_What is expected_. The reply is to be an exact repetition of the entries that follow, with each picture left out.

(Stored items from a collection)
——————————
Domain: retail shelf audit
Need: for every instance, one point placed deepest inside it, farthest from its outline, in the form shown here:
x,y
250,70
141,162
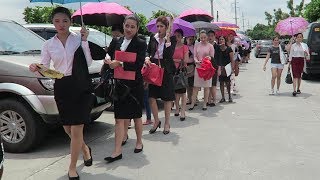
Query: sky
x,y
252,10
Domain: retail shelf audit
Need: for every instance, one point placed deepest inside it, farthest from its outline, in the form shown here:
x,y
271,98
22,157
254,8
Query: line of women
x,y
298,53
70,52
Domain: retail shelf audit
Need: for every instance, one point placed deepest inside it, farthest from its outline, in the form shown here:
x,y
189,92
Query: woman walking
x,y
129,107
161,48
299,53
74,98
277,64
225,59
190,66
180,57
201,50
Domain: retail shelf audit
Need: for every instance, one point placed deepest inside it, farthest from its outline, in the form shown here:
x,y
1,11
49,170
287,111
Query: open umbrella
x,y
186,27
193,15
205,25
206,70
225,32
226,25
66,2
101,14
291,26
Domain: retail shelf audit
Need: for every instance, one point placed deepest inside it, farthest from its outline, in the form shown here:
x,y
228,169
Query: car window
x,y
16,38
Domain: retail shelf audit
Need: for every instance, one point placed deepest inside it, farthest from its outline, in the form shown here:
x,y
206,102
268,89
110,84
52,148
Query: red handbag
x,y
152,73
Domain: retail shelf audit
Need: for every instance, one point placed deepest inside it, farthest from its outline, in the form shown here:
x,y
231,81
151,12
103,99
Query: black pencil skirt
x,y
74,105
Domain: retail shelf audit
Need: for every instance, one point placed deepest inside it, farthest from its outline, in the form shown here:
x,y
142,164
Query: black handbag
x,y
180,79
289,77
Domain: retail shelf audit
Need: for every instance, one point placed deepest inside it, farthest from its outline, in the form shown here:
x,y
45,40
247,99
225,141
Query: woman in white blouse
x,y
299,52
67,50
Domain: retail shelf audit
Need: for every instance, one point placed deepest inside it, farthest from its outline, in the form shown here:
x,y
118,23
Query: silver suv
x,y
27,105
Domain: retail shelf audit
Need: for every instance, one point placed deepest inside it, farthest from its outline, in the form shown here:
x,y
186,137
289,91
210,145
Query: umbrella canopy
x,y
205,25
186,27
193,15
291,26
101,14
225,32
226,25
206,70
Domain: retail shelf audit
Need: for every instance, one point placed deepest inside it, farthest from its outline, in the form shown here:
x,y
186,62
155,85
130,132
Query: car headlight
x,y
47,84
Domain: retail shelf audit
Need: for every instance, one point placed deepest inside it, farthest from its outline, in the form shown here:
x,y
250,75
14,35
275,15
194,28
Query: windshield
x,y
17,39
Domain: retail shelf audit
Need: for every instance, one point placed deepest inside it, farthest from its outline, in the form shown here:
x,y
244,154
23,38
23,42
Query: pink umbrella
x,y
101,14
193,15
291,26
226,25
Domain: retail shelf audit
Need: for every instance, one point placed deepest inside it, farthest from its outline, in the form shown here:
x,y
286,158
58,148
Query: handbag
x,y
289,77
152,73
180,79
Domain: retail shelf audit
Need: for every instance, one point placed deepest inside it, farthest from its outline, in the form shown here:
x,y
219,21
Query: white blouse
x,y
297,50
62,57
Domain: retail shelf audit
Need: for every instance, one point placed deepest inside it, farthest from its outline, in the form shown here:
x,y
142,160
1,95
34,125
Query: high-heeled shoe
x,y
74,178
112,159
89,161
138,150
155,129
165,132
125,142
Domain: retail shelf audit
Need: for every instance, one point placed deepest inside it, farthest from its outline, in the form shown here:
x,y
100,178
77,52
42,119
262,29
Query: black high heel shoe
x,y
125,142
74,178
89,161
155,129
112,159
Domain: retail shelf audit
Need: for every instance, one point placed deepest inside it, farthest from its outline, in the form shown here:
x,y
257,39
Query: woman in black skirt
x,y
71,56
129,107
161,47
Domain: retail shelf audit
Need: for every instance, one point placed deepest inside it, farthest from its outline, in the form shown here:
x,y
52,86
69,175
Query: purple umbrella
x,y
101,14
186,27
193,15
291,26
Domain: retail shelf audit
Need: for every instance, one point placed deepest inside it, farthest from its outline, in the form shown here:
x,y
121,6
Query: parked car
x,y
312,38
47,31
262,47
27,104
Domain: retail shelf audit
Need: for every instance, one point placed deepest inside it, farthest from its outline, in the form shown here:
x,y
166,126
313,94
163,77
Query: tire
x,y
306,76
95,116
21,128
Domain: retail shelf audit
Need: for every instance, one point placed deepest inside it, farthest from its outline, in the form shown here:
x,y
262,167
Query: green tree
x,y
312,11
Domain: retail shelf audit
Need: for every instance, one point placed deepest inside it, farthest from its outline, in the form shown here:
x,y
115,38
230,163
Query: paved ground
x,y
257,137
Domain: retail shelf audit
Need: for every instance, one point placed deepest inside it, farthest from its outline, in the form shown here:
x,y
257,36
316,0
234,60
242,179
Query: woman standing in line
x,y
275,53
225,59
299,52
161,48
73,101
180,57
190,64
131,106
201,50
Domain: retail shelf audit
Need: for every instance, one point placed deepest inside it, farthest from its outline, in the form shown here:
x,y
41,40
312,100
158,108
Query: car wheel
x,y
21,128
95,116
306,76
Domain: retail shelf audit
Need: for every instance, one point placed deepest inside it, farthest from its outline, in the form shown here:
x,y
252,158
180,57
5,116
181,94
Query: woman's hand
x,y
112,63
33,67
84,33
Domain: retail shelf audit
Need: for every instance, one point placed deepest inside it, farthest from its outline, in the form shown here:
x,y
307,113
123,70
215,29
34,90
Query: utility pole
x,y
211,1
243,21
235,11
217,16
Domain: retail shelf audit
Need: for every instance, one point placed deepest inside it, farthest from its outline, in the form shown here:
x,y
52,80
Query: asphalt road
x,y
256,137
——————————
_Result for this task_.
Domain: retail shelf audit
Need: for every instance, one point placed deepest inside it, farthest from its outline, in the form shown here:
x,y
250,70
141,162
Query: sky
x,y
252,10
Domain: retail shelf audit
Need: for every instance, one point placed deepest inside it, farthest from its outline, in the form shown here:
x,y
271,98
22,157
254,8
Query: line of women
x,y
298,53
70,52
Domain: retail shelf audit
Need: for every instance, one point placed deepest inside it, farthest from its outline, in the form shown here:
x,y
189,92
Query: woman walking
x,y
129,107
161,48
299,53
74,98
277,64
225,59
190,66
180,57
201,50
Domain: retail shelf audit
Need: for every instance, one point placed deepest inside it, farthest from its outline, in the form shown here:
x,y
1,11
49,170
287,111
Query: open umbrella
x,y
186,27
193,15
205,25
206,70
225,32
226,25
66,2
101,14
291,26
Domain: retail shelf audit
Need: for every instance, one point placed deepest inside it, farthest from its outline, in the form shown here:
x,y
228,169
Query: car window
x,y
16,38
Domain: retail shelf audit
Need: for every instance, one point placed deepest inside it, farthest from its outline, in the form shown here:
x,y
206,102
268,89
110,84
52,148
Query: red handbag
x,y
152,73
Domain: retail shelf audit
Need: for every instance, one point placed deepest inside it, farthest from its outline, in the form shown here:
x,y
231,81
151,12
103,99
Query: black pencil skirt
x,y
74,105
Domain: retail shelf audit
Need: for every instance, one point placed deepest inside it, farthest from its outline, in the form shown here:
x,y
142,164
Query: black handbag
x,y
180,79
289,77
Domain: retail shelf audit
Need: for every instance, one point placed deepest inside it, farthest from its outline, in the form shown here:
x,y
45,40
247,99
225,141
Query: woman in white blouse
x,y
299,52
67,50
Domain: retail shelf audit
Need: for every instance, one point placed deepest inside it, farthest from its outline, in the form shown here:
x,y
118,23
Query: silver suv
x,y
27,105
Domain: retail shelf audit
Need: for every instance, one point placed deepest inside it, farthest from its outline, in the form shown here:
x,y
186,137
289,91
210,145
Query: umbrella canopy
x,y
205,25
186,27
193,15
291,26
101,14
225,32
226,25
206,70
Domain: retail shelf audit
Need: for every instance, one point placed deepest inside it, farthest from its outline, in the form shown here:
x,y
186,62
155,85
130,132
Query: car headlight
x,y
47,84
Domain: retail shelf audit
Need: for every instance, one point placed deepest inside it, farthest from its outline, in the form shown here:
x,y
250,75
14,35
275,15
194,28
Query: windshield
x,y
17,39
Domain: retail shelf audit
Need: for every instance, one point placed deepest inside it, farthest from its outline, in the form shown here:
x,y
244,154
23,38
23,42
Query: pink umbrella
x,y
101,14
193,15
291,26
226,25
Domain: retail shelf audit
Need: for every instance, one point placed deepest inside it, farthest from its outline, in the form shown here:
x,y
286,158
58,148
Query: handbag
x,y
289,77
152,73
180,79
Domain: retail shelf audit
Need: for every instance, one point placed deepest inside it, farthest from its outline, in the form shown here:
x,y
219,21
Query: white blouse
x,y
297,50
62,57
Domain: retail shelf audit
Need: for every instance, one point placed deepest inside it, farthest from its outline, in the form shown here:
x,y
142,160
1,95
34,125
Query: high-heeled shoe
x,y
74,178
112,159
89,161
138,150
155,129
165,132
125,142
Domain: retail shelf audit
Need: for every instance, one point placed deepest inside it, farthest from its outline, in the form shown here:
x,y
100,178
77,52
42,119
262,29
Query: black high heel shoe
x,y
125,142
74,178
89,161
155,129
112,159
Domain: retail shelf audit
Need: for every instance, one point placed deepest inside it, farthest from its outline, in the form shown here:
x,y
257,39
Query: woman in black skirt
x,y
71,56
129,107
161,47
Domain: retail shelf audit
Need: for every instance, one point placed deepest inside it, farthest from its outline, in the form shown here:
x,y
52,86
69,175
Query: purple umbrella
x,y
101,14
186,27
193,15
291,26
Domain: retail shelf audit
Need: for every instance, one point placed deepest inside it, farthest from its outline, in the form shown here:
x,y
121,6
Query: parked car
x,y
312,38
47,31
262,47
27,104
Domain: retail shelf audit
Need: for every instance, one point placed deepest inside it, farthest from its outline, in the form shown here:
x,y
166,126
313,94
163,77
Query: tire
x,y
306,76
95,116
21,128
Domain: retail shelf audit
Need: for every instance, one point placed deepest inside it, farthest from its outline, in the form shown here:
x,y
262,167
Query: green tree
x,y
312,11
Domain: retail shelf audit
Need: for every instance, one point placed deepest inside it, farthest from its outline, in the form shown here:
x,y
115,38
230,163
Query: paved ground
x,y
257,137
Domain: retail shelf audit
Need: for every instance, one point placed deepest inside it, farthest from its outline, in the form shown here:
x,y
257,36
316,0
234,60
242,179
Query: woman standing in line
x,y
275,53
225,59
299,52
161,48
73,101
180,57
190,64
131,106
201,50
Domain: retail shelf audit
Need: for every instance, one point placed deepest inside it, farthest from its outline, in the form shown here:
x,y
41,40
312,100
158,108
Query: car wheel
x,y
21,128
95,116
306,76
Domain: retail shelf audit
Need: for every instance, one point placed deepest inside it, farthest from its outline, in the form shown here:
x,y
252,158
180,57
5,116
181,94
Query: woman's hand
x,y
112,63
33,67
84,33
Domain: retail shelf audit
Need: for every instance, one point placed deepest inside it, farthest from its outline, in the form shown here:
x,y
307,113
123,70
215,29
34,90
Query: utility pole
x,y
211,1
243,21
235,11
217,16
Domain: retail shelf audit
Need: for every instance, one point placed deepest inside it, farthest from its outline, in the form shown here:
x,y
52,80
Query: asphalt road
x,y
256,137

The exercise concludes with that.